* Exercise details *
Copy out the lines starting at the one that contains "The component shall point out each instance of the street sign" and ending at the one that contains "point(126, 88)", replacing "snow-covered" with "snowy" wherever it occurs and changing nothing else.

* Listed entries *

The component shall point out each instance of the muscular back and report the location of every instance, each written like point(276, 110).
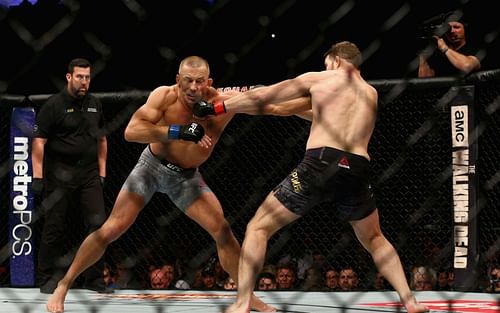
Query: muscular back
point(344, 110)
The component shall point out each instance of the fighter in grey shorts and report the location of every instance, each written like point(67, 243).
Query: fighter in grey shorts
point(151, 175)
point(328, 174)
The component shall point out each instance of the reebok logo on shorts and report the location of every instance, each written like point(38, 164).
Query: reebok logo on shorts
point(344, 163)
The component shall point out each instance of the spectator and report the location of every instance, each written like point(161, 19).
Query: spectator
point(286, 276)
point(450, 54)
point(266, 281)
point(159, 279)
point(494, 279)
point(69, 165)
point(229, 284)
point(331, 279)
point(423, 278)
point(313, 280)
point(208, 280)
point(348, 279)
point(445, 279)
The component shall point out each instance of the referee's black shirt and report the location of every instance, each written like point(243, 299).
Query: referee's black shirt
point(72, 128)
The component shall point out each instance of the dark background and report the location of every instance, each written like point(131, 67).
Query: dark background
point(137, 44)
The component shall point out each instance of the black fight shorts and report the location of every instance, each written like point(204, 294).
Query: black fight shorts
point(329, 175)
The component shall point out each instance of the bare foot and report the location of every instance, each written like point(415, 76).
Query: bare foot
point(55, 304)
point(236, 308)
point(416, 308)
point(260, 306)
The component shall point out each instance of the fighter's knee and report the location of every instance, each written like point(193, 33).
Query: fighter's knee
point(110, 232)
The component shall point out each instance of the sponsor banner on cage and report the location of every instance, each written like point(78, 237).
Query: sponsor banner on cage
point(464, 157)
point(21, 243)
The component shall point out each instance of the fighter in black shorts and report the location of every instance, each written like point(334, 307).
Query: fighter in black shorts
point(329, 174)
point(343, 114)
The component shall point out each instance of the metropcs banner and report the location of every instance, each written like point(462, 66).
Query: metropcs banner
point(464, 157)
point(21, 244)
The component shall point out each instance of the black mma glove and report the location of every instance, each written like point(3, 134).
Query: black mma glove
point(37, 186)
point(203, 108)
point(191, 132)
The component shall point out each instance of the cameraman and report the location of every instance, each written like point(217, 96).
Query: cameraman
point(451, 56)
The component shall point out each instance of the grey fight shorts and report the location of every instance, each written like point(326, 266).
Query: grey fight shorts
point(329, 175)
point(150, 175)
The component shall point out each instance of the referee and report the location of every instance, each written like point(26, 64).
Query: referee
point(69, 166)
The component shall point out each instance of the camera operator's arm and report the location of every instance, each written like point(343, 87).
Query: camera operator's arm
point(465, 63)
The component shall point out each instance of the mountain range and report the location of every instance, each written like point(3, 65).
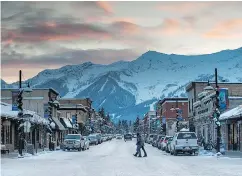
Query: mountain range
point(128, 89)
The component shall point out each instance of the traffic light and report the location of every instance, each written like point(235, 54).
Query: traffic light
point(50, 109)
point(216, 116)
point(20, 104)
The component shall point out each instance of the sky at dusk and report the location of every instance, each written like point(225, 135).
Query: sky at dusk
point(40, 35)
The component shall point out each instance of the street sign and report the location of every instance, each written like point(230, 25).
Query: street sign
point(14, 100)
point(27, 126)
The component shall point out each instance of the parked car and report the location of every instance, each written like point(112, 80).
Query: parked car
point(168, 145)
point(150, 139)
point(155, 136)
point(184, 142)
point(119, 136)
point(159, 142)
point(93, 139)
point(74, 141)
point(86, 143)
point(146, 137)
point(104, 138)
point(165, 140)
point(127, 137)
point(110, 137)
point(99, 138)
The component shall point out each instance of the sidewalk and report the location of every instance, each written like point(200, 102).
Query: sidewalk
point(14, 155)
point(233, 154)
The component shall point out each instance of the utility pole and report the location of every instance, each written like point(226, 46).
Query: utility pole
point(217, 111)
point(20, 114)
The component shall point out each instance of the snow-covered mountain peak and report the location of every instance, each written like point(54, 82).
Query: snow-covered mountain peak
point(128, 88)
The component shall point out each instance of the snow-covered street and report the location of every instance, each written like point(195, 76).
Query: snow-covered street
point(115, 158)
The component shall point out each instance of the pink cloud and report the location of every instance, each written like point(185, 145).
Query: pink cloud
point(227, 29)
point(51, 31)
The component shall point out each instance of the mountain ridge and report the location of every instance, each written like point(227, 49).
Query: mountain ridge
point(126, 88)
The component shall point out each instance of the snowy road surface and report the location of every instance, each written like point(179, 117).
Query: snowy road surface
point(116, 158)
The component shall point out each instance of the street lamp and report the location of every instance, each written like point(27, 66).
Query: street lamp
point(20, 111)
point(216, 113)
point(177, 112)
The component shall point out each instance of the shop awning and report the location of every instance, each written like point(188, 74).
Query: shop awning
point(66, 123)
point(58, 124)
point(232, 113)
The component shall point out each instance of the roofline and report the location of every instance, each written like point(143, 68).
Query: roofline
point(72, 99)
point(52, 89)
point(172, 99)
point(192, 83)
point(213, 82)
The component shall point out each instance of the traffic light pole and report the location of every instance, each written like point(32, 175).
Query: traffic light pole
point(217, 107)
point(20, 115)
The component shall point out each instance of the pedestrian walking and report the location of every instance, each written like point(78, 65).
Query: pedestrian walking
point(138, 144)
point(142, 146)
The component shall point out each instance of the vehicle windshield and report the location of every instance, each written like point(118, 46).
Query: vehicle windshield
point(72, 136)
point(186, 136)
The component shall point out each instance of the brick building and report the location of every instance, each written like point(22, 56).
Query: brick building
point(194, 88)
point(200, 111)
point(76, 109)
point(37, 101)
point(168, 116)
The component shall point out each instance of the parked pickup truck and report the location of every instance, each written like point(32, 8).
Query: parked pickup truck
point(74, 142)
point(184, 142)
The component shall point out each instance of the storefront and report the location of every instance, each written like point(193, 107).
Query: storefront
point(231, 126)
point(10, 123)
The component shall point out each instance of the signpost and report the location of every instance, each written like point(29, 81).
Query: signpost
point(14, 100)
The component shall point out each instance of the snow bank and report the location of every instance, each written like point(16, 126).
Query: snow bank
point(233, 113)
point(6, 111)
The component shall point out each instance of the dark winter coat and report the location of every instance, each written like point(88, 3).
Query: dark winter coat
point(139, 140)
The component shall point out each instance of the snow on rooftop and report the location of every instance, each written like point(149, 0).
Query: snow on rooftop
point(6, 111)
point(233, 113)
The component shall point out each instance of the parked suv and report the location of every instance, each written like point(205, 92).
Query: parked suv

---

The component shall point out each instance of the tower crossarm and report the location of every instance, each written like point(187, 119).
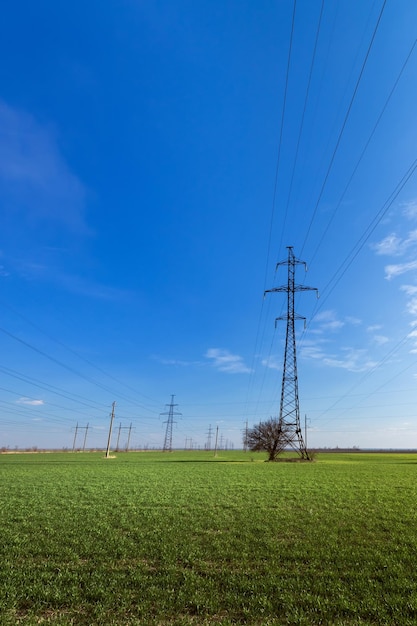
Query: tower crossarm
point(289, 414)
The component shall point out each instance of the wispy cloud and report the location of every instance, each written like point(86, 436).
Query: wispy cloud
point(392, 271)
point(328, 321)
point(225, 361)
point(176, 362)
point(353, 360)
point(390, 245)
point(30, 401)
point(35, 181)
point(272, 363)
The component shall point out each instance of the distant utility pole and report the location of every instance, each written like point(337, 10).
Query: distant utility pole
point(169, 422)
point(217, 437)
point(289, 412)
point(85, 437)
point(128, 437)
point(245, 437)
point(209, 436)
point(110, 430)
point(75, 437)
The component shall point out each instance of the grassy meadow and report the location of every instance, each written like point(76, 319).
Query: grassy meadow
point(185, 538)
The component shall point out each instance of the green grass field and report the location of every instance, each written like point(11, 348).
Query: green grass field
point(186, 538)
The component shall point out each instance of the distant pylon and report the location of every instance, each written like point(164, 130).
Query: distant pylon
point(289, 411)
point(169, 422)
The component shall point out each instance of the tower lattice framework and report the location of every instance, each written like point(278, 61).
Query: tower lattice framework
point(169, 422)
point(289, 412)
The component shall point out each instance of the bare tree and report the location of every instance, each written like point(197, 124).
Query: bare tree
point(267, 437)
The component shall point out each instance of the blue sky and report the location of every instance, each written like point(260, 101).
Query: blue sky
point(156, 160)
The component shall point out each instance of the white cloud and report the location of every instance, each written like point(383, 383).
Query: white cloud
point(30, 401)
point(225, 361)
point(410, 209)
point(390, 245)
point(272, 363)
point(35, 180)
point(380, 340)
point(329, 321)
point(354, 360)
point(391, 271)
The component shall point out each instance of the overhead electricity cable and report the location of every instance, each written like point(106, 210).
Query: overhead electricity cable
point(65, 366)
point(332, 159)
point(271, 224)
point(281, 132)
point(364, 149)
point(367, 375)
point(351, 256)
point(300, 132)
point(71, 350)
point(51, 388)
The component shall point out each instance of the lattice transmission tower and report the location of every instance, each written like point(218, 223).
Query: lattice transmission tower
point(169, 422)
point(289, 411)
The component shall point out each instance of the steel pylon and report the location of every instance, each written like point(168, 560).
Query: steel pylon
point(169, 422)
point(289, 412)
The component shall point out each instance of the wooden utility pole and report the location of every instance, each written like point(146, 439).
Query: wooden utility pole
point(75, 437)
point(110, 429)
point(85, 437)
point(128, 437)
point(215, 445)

...

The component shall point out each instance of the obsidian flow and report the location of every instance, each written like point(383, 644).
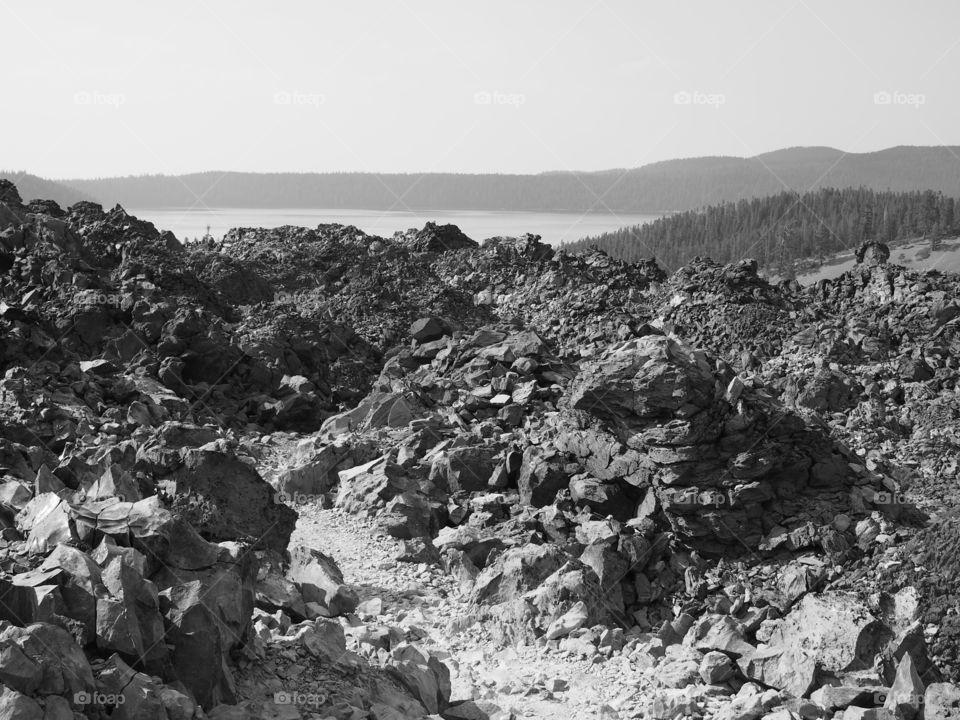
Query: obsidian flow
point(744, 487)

* Answer to the exercise *
The component shall point out each instance of the street sign and report the location of every instance, each written like point(230, 25).
Query: street sign
point(14, 100)
point(27, 126)
The component shall point out each instance of the parked car and report the location of every instance, each written like point(112, 80).
Query: parked car
point(168, 145)
point(150, 139)
point(155, 136)
point(184, 142)
point(119, 136)
point(159, 142)
point(93, 139)
point(74, 141)
point(86, 143)
point(146, 137)
point(104, 138)
point(165, 140)
point(127, 137)
point(110, 137)
point(99, 138)
The component shall point out each instance of the sidewalk and report the location of every instance, each written like point(200, 102).
Query: sidewalk
point(14, 155)
point(233, 154)
The component shall point out each instance of the utility pole and report the location of every instance, each written like point(226, 46).
Query: utility pole
point(217, 111)
point(20, 114)
The component shall point out each instance of the snowy mountain peak and report the location of every instance, each written like point(54, 82).
Query: snowy mountain peak
point(128, 88)
The component shall point out each instance of the snowy street and report the location of every instance, each written like point(195, 76).
Query: snowy street
point(115, 158)
The component shall point out each instance of the pink cloud and report the location of every instance, each written like point(185, 145).
Query: pink cloud
point(227, 29)
point(51, 31)
The component shall point out each instance of the mountain ridge and report the location of every instance, each written like point(227, 49).
Query: mountain ridge
point(126, 88)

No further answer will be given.